┌─ Teks yang Diberikan

Rabu, 13 Juni 2012

Politik Masa H.Habibie


POLITIK LUAR NEGERI INDONESIA PASCA ORDE BARU

 
 
 
 
 
 
27 Votes

MASA PEMERINTAHAN B.J. HABIBIE
Prof. Dr.Ing. Dr. Sc.h.c. Bacharuddin Jusuf Habibie adalah Presiden ketiga Indonesia (1998-1999)  setelah lengsernya Soeharto dari jabatannya. Masa kecil Habibie dilalui bersama saudara-saudaranya di Pare-Pare, Sulawesi Selatan. Sifat tegas berpegang pada prinsip telah ditunjukkan Habibie sejak kanak-kanak. Habibie yang punya kegemaran menunggang kuda ini, harus kehilangan bapaknya yang meninggal dunia pada 3 September 1950 karena terkena serangan jantung.
Di awal masa pemerintahannya, Habibie menghadapi persoalan legitimasi yang cukup serius.Akan tetapi, Habibie berusaha mendapatkan dukungan internasional melalui beragam cara. Diantaranya, pemerintahan Habibie menghasilkan dua Undang-Undang (UU) yang berkaitan dengan perlindungan atas hak asasi manusia. Selain itu, pemerintahan Habibie pun berhasil mendorong ratifikasi empat konvensi internasional dalam masalah hak-hak pekerja. Pembentukan Komnas Perempuan juga dilakukan pada masa pemerintahan Habibie yang pendek tersebut. Dengan catatan positif atas beberapa kebijakan dalam bidang HAM yang menjadi perhatian masyarakat internasional ini, Habibie berhasil memperoleh legitimasi yang lebih besar dari masyarakat internasional untuk mengkompensasi minimnya legitimasi dari kalangan domestik. Habibie mendapatkan kembali kepercayaan dari dua institusi penting yaitu IMF sendiri dan Bank Dunia. Kedua lembaga tersebut memutuskan untuk mencairkan program bantuan untuk mengatasi krisis ekonomi sebesar 43 milyar dolar dan bahkan menawarkan tambahan bantuan sebesar 14 milyar dolar. Hal ini memperlihatkan bahwa walaupun basis legitimasi dari kalangan domestik tidak terlampau kuat, dukungan internasional yang diperoleh melalui serangkaian kebijakan untuk memberi image positif kepada dunia internasional memberi kontribusi positif bagi keberlangsungan pemerintahan Habibie saat periode transisi menuju demokrasi dimulai.

└─

Tugas yang Dikerjakan:
(1) Tulis ulang bagian teks tentang Habibie mulai dari "POLITIK LUAR NEGERI" sampai "terkena serangan jantung.", dan tukar "kegemaran" dengan "hobi".
(2) Menurut teks tentang Habibie, berapa besar tambahan bantuan yang ditawarkan IMF dan Bank Dunia?

┌─ Data Tersimpan

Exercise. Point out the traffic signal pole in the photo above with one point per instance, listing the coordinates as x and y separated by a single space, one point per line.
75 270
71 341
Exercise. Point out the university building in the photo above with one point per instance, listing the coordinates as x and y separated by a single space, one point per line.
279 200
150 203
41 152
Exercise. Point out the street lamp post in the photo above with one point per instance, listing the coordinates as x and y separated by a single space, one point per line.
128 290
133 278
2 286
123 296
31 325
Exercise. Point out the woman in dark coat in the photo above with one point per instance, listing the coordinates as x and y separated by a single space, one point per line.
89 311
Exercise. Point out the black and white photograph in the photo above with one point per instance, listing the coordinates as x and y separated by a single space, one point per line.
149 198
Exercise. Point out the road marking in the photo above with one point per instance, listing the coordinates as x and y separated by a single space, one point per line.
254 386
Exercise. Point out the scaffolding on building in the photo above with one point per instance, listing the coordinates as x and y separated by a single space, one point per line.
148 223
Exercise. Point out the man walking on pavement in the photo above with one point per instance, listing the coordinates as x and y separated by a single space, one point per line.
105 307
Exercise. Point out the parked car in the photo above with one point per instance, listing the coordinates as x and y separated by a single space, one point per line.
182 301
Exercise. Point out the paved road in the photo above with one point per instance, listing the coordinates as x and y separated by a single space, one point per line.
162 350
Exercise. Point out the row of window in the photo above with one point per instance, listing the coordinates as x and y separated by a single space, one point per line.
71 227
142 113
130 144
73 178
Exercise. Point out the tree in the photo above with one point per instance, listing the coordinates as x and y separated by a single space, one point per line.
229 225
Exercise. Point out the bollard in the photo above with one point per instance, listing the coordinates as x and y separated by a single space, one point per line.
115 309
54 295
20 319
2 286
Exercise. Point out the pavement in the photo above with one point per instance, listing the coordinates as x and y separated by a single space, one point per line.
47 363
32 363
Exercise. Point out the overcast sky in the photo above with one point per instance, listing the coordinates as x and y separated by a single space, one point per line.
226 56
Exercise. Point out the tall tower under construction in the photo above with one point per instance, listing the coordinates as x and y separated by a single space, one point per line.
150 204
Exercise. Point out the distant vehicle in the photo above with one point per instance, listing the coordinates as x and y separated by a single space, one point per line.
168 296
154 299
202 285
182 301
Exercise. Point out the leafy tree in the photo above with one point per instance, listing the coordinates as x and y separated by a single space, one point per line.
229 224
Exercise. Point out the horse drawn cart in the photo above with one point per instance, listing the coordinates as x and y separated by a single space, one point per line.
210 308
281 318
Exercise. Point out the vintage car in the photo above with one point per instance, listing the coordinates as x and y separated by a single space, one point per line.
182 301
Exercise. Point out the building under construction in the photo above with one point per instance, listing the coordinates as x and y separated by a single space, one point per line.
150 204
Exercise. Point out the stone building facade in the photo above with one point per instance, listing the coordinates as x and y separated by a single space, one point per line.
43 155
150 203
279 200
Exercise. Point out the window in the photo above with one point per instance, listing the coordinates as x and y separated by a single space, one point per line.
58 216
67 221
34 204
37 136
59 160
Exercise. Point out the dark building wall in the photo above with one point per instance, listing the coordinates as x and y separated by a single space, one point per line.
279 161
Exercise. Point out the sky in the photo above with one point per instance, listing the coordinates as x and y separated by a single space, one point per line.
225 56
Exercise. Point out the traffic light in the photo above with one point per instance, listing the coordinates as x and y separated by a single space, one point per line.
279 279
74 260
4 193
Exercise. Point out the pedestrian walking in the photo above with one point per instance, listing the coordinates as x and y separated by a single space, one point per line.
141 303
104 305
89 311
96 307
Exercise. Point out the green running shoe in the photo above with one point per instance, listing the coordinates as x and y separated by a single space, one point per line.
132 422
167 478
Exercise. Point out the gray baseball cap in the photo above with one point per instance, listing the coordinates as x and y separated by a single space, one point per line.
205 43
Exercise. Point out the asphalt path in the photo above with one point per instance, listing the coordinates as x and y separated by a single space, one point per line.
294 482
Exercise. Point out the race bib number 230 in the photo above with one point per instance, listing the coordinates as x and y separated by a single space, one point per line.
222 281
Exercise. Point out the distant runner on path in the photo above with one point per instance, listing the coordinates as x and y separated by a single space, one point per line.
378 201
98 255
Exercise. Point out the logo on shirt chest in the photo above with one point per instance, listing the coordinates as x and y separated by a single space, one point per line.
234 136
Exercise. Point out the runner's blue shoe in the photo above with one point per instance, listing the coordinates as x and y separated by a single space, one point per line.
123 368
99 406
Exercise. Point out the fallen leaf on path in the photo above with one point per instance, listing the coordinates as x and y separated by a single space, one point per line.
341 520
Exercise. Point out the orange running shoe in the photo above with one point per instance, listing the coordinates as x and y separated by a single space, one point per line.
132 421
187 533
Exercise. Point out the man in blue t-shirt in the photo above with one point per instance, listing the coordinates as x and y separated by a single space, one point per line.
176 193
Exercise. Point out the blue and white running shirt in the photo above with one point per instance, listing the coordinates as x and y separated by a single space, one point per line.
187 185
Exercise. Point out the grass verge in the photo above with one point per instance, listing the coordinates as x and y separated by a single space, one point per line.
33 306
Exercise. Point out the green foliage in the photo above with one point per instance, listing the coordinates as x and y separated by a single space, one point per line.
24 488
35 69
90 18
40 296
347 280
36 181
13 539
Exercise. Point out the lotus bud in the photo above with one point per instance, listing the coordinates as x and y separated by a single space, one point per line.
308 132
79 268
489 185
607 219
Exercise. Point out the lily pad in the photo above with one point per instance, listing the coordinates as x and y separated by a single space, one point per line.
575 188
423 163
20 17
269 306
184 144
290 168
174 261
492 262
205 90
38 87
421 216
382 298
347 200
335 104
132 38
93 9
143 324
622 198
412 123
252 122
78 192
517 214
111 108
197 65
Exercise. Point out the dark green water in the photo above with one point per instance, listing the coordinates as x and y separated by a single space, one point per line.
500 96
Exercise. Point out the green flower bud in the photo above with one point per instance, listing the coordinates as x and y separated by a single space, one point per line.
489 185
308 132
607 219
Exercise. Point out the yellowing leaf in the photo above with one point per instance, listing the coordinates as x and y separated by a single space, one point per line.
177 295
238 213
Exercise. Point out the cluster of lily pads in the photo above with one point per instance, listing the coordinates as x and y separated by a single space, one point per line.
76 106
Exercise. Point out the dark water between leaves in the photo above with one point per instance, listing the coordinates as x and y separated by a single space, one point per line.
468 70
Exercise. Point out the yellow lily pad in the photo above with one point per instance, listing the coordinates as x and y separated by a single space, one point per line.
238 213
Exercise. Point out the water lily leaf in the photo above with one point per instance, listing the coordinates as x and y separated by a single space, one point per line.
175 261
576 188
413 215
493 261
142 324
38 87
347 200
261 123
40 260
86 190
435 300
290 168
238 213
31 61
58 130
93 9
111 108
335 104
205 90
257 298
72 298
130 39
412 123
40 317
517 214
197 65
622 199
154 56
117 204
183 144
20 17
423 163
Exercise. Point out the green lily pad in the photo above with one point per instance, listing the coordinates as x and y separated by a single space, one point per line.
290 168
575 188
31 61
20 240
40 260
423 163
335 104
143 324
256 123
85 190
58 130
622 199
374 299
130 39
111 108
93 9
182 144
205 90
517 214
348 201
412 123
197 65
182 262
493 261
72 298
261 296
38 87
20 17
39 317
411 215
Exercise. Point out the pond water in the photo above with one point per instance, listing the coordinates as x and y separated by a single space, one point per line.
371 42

└─

Jawaban:
(1)
POLITIK LUAR NEGERI INDONESIA PASCA ORDE BARU

 
 
 
 
 
 
27 Votes

MASA PEMERINTAHAN B.J. HABIBIE
Prof. Dr.Ing. Dr. Sc.h.c. Bacharuddin Jusuf Habibie adalah Presiden ketiga Indonesia (1998-1999)  setelah lengsernya Soeharto dari jabatannya. Masa kecil Habibie dilalui bersama saudara-saudaranya di Pare-Pare, Sulawesi Selatan. Sifat tegas berpegang pada prinsip telah ditunjukkan Habibie sejak kanak-kanak. Habibie yang punya hobi menunggang kuda ini, harus kehilangan bapaknya yang meninggal dunia pada 3 September 1950 karena terkena serangan jantung.

(2) 14 milyar dolar.